■ **What needs to be done**
This exercise requires every record to be repeated exactly.

------------------------------------------------

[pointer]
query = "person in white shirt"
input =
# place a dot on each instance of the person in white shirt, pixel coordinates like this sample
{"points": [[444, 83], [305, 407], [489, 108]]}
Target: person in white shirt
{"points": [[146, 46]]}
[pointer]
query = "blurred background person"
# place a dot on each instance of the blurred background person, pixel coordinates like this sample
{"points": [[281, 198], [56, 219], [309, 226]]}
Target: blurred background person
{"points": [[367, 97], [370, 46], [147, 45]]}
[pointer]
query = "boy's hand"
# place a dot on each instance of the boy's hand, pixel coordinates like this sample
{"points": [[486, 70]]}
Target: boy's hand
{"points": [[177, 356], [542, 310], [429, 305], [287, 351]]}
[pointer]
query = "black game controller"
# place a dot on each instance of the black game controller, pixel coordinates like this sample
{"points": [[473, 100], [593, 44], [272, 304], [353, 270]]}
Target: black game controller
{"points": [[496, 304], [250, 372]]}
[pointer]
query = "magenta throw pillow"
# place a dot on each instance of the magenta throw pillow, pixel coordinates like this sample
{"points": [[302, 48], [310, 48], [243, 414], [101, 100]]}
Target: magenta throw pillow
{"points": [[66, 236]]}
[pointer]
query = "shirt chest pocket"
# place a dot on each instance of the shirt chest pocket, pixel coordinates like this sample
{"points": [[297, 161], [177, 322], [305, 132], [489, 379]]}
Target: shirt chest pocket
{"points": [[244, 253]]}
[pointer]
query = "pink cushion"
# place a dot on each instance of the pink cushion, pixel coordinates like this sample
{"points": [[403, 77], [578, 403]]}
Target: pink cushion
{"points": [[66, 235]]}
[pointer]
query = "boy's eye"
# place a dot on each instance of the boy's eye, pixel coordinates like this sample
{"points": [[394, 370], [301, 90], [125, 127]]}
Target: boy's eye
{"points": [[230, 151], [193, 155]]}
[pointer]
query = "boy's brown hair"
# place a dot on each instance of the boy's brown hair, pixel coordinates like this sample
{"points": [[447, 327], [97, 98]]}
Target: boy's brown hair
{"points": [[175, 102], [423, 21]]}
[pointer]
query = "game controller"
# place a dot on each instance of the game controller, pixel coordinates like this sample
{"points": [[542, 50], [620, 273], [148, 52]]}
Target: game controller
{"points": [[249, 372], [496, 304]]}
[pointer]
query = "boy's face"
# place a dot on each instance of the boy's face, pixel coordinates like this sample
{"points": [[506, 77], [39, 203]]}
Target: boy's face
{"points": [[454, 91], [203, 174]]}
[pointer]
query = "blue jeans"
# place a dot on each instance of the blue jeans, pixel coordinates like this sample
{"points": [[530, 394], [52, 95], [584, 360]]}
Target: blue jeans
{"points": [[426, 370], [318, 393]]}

------------------------------------------------

■ **Final answer**
[pointer]
query = "person in white shirt"
input =
# place a dot on each instance of the person in white shirt, pixel coordinates like this sample
{"points": [[444, 83], [305, 407], [489, 108]]}
Target: person in white shirt
{"points": [[146, 46]]}
[pointer]
query = "blurred background person"
# place a dot on each instance of the blurred background person, pixel coordinates like this sample
{"points": [[281, 198], [56, 219], [309, 226]]}
Target: blurred background person
{"points": [[367, 97], [370, 46], [147, 45]]}
[pointer]
query = "boy's hand"
# place a dot on each instance of the boy's hand, pixel coordinates like this sample
{"points": [[486, 70]]}
Target: boy's hand
{"points": [[177, 356], [542, 310], [429, 305], [287, 351]]}
[pointer]
query = "black game controller"
# place a dot on each instance of the black game controller, pixel coordinates like this sample
{"points": [[473, 100], [593, 44], [272, 304], [353, 270]]}
Target: black game controller
{"points": [[496, 304], [250, 372]]}
[pointer]
query = "magenta throw pillow"
# place a dot on each instance of the magenta throw pillow, pixel coordinates like this sample
{"points": [[302, 48], [310, 48], [243, 414], [101, 100]]}
Target: magenta throw pillow
{"points": [[66, 236]]}
[pointer]
query = "shirt chest pocket"
# place a dot on each instance of the shirt chest pocket, pixel coordinates like this sample
{"points": [[297, 161], [177, 322], [305, 132], [489, 379]]}
Target: shirt chest pocket
{"points": [[244, 253]]}
[pointer]
query = "pink cushion"
# place a dot on each instance of the pink cushion, pixel coordinates like this sample
{"points": [[403, 77], [578, 403]]}
Target: pink cushion
{"points": [[66, 235]]}
[pointer]
query = "boy's eye"
# place a dot on each instance of the boy's eye, pixel coordinates like this sample
{"points": [[394, 370], [301, 90], [125, 127]]}
Target: boy's eye
{"points": [[230, 151], [193, 155]]}
[pointer]
query = "boy's brown hair"
# place a dot on each instance of the boy's brown hair, pixel coordinates like this sample
{"points": [[447, 327], [97, 98]]}
Target: boy's brown hair
{"points": [[175, 102], [423, 21]]}
[pointer]
query = "game controller"
# place a dot on each instance of the game controller, pixel coordinates like this sample
{"points": [[542, 50], [620, 273], [148, 52]]}
Target: game controller
{"points": [[249, 372], [496, 304]]}
[pointer]
query = "boy's face"
# place a dot on each instance of the boy's face, pixel coordinates like this sample
{"points": [[506, 77], [39, 203]]}
Target: boy's face
{"points": [[454, 91], [203, 174]]}
[pointer]
query = "blue jeans"
# place a dot on each instance of the blue jeans, pixel coordinates like this sample
{"points": [[530, 394], [52, 95], [584, 360]]}
Target: blue jeans
{"points": [[426, 370], [318, 393]]}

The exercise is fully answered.